**DIRECTIONS FOR THIS TASK**
Turn every line of the material below into a numbered list, and leave out any blank lines.

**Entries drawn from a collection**
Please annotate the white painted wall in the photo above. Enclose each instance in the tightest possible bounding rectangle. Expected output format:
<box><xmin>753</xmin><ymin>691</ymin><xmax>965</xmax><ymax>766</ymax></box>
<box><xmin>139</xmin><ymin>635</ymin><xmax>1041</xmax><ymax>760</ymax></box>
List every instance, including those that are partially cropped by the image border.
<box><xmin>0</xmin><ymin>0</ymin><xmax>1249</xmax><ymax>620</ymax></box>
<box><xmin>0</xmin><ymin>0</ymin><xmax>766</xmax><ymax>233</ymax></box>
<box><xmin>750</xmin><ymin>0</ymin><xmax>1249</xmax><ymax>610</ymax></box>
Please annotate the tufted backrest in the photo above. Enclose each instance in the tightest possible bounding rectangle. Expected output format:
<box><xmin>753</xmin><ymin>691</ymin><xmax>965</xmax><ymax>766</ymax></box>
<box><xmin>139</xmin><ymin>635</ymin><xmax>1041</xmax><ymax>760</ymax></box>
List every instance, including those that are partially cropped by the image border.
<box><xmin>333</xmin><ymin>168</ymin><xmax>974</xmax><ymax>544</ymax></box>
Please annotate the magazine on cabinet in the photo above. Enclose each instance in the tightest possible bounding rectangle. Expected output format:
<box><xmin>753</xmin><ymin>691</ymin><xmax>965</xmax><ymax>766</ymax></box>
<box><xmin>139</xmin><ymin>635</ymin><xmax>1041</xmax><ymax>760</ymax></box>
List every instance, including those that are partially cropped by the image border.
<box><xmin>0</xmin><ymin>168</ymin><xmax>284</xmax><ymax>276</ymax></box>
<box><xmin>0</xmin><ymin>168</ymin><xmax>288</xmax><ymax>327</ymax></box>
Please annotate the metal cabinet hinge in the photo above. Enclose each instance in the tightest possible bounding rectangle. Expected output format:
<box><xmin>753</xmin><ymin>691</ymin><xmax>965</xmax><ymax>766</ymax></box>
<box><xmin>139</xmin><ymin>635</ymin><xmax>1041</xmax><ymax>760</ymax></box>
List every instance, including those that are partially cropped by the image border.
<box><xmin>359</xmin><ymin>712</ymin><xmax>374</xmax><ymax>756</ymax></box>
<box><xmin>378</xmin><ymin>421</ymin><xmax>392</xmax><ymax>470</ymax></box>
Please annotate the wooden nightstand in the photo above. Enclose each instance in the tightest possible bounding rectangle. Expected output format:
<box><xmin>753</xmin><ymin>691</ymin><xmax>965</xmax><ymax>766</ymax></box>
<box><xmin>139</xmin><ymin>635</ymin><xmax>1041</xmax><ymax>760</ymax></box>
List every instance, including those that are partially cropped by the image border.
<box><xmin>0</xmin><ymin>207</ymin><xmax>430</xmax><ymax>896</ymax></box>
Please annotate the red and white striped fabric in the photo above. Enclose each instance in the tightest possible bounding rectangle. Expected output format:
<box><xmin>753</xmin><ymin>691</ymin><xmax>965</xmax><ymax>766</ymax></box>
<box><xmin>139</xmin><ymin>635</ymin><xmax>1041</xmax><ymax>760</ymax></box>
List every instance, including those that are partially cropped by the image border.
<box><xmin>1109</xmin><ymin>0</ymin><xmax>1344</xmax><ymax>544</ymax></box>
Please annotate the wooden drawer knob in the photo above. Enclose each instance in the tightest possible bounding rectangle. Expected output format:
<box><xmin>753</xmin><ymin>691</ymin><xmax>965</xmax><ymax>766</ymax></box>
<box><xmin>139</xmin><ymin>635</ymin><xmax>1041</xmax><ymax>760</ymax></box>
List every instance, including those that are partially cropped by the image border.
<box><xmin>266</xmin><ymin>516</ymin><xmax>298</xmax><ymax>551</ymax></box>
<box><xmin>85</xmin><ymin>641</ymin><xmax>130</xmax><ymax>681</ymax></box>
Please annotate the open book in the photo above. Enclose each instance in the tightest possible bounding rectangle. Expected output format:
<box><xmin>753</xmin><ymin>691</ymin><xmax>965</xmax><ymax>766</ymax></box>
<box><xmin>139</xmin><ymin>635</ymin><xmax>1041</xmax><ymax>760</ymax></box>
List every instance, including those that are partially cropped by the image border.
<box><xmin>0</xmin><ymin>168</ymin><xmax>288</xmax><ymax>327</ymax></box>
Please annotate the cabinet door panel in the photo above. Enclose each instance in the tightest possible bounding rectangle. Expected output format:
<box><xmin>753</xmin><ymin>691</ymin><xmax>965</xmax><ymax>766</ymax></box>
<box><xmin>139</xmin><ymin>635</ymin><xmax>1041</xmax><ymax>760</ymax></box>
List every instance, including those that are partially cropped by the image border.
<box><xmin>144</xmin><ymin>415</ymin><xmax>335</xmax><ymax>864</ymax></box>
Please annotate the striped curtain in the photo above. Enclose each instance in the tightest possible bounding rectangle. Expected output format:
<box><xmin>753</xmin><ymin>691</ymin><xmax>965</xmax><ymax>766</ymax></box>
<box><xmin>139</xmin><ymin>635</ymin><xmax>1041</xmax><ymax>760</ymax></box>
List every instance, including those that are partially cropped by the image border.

**EXERCISE RESPONSE**
1. Please annotate the white painted wall in the photo above. Enclose each instance in the tightest possible bounding rectangle. Expected output format:
2. <box><xmin>753</xmin><ymin>691</ymin><xmax>965</xmax><ymax>766</ymax></box>
3. <box><xmin>139</xmin><ymin>635</ymin><xmax>1041</xmax><ymax>760</ymax></box>
4. List every instance, including those that are partially cropped by the image border.
5. <box><xmin>0</xmin><ymin>0</ymin><xmax>1249</xmax><ymax>620</ymax></box>
6. <box><xmin>0</xmin><ymin>0</ymin><xmax>766</xmax><ymax>233</ymax></box>
7. <box><xmin>750</xmin><ymin>0</ymin><xmax>1249</xmax><ymax>610</ymax></box>
8. Please annotate the tufted backrest in the photo above. Enclose each instance in the tightest possible bounding rectangle. Expected output format:
9. <box><xmin>753</xmin><ymin>691</ymin><xmax>965</xmax><ymax>766</ymax></box>
10. <box><xmin>139</xmin><ymin>635</ymin><xmax>1041</xmax><ymax>760</ymax></box>
11. List every instance, including those that are partially cropped by the image border.
12. <box><xmin>333</xmin><ymin>168</ymin><xmax>974</xmax><ymax>544</ymax></box>
13. Please annotate the magazine on cabinet in the photo above. Enclose each instance in the tightest possible bounding rectangle. Expected output format:
14. <box><xmin>753</xmin><ymin>691</ymin><xmax>965</xmax><ymax>766</ymax></box>
15. <box><xmin>139</xmin><ymin>635</ymin><xmax>1041</xmax><ymax>760</ymax></box>
16. List every instance, including those that are partially cropped by the image border.
17. <box><xmin>0</xmin><ymin>168</ymin><xmax>284</xmax><ymax>276</ymax></box>
18. <box><xmin>0</xmin><ymin>168</ymin><xmax>288</xmax><ymax>327</ymax></box>
19. Please annotate the metal cabinet hinge in the photo above. Enclose each instance in the tightest possible bounding rectangle. Expected output format:
20. <box><xmin>753</xmin><ymin>691</ymin><xmax>965</xmax><ymax>766</ymax></box>
21. <box><xmin>139</xmin><ymin>635</ymin><xmax>1041</xmax><ymax>760</ymax></box>
22. List every instance, including those that are partially cropped by the image border.
23. <box><xmin>359</xmin><ymin>712</ymin><xmax>374</xmax><ymax>756</ymax></box>
24. <box><xmin>378</xmin><ymin>421</ymin><xmax>392</xmax><ymax>470</ymax></box>
25. Please annotate the wooden nightstand in the photo above. Enclose each instance in the tightest possible bounding rectangle. Expected output format:
26. <box><xmin>753</xmin><ymin>691</ymin><xmax>965</xmax><ymax>766</ymax></box>
27. <box><xmin>139</xmin><ymin>635</ymin><xmax>1041</xmax><ymax>760</ymax></box>
28. List every instance, including those that are partially cropped by the image border.
29. <box><xmin>0</xmin><ymin>207</ymin><xmax>430</xmax><ymax>896</ymax></box>
30. Please annotate the red and white striped fabric in the photo above. Enclose each instance in the tightest possible bounding rectangle. Expected output format:
31. <box><xmin>753</xmin><ymin>691</ymin><xmax>965</xmax><ymax>766</ymax></box>
32. <box><xmin>139</xmin><ymin>635</ymin><xmax>1041</xmax><ymax>760</ymax></box>
33. List every instance, including those that are partially cropped by the image border.
34. <box><xmin>1109</xmin><ymin>0</ymin><xmax>1344</xmax><ymax>544</ymax></box>
35. Please annotate the wooden drawer knob in the photo above. Enclose each instance in the tightest possible bounding rectangle. Expected output format:
36. <box><xmin>753</xmin><ymin>691</ymin><xmax>965</xmax><ymax>766</ymax></box>
37. <box><xmin>139</xmin><ymin>635</ymin><xmax>1041</xmax><ymax>760</ymax></box>
38. List every instance, including those that are partially cropped by the image border.
39. <box><xmin>266</xmin><ymin>516</ymin><xmax>298</xmax><ymax>551</ymax></box>
40. <box><xmin>85</xmin><ymin>641</ymin><xmax>130</xmax><ymax>681</ymax></box>
41. Please annotate the open book in the photo above. Enclose each instance in the tightest possible bounding rectangle. Expected output format:
42. <box><xmin>753</xmin><ymin>691</ymin><xmax>965</xmax><ymax>766</ymax></box>
43. <box><xmin>139</xmin><ymin>635</ymin><xmax>1041</xmax><ymax>760</ymax></box>
44. List every instance, including those that are partially cropped by the image border.
45. <box><xmin>0</xmin><ymin>168</ymin><xmax>288</xmax><ymax>327</ymax></box>
46. Please annotate the cabinet door panel in the photo above. Enclose each instance in the tightest possible bounding rectangle. Expected output format:
47. <box><xmin>753</xmin><ymin>691</ymin><xmax>965</xmax><ymax>766</ymax></box>
48. <box><xmin>139</xmin><ymin>635</ymin><xmax>1041</xmax><ymax>760</ymax></box>
49. List every instance, including those that are partially cropped by the image border.
50. <box><xmin>144</xmin><ymin>415</ymin><xmax>335</xmax><ymax>864</ymax></box>
51. Please annotate the striped curtain in the photo above. Enclose each instance in the tightest possible bounding rectangle. Expected output format:
52. <box><xmin>753</xmin><ymin>691</ymin><xmax>965</xmax><ymax>766</ymax></box>
53. <box><xmin>139</xmin><ymin>635</ymin><xmax>1041</xmax><ymax>760</ymax></box>
54. List every instance, including those that are partially cropped by the image border.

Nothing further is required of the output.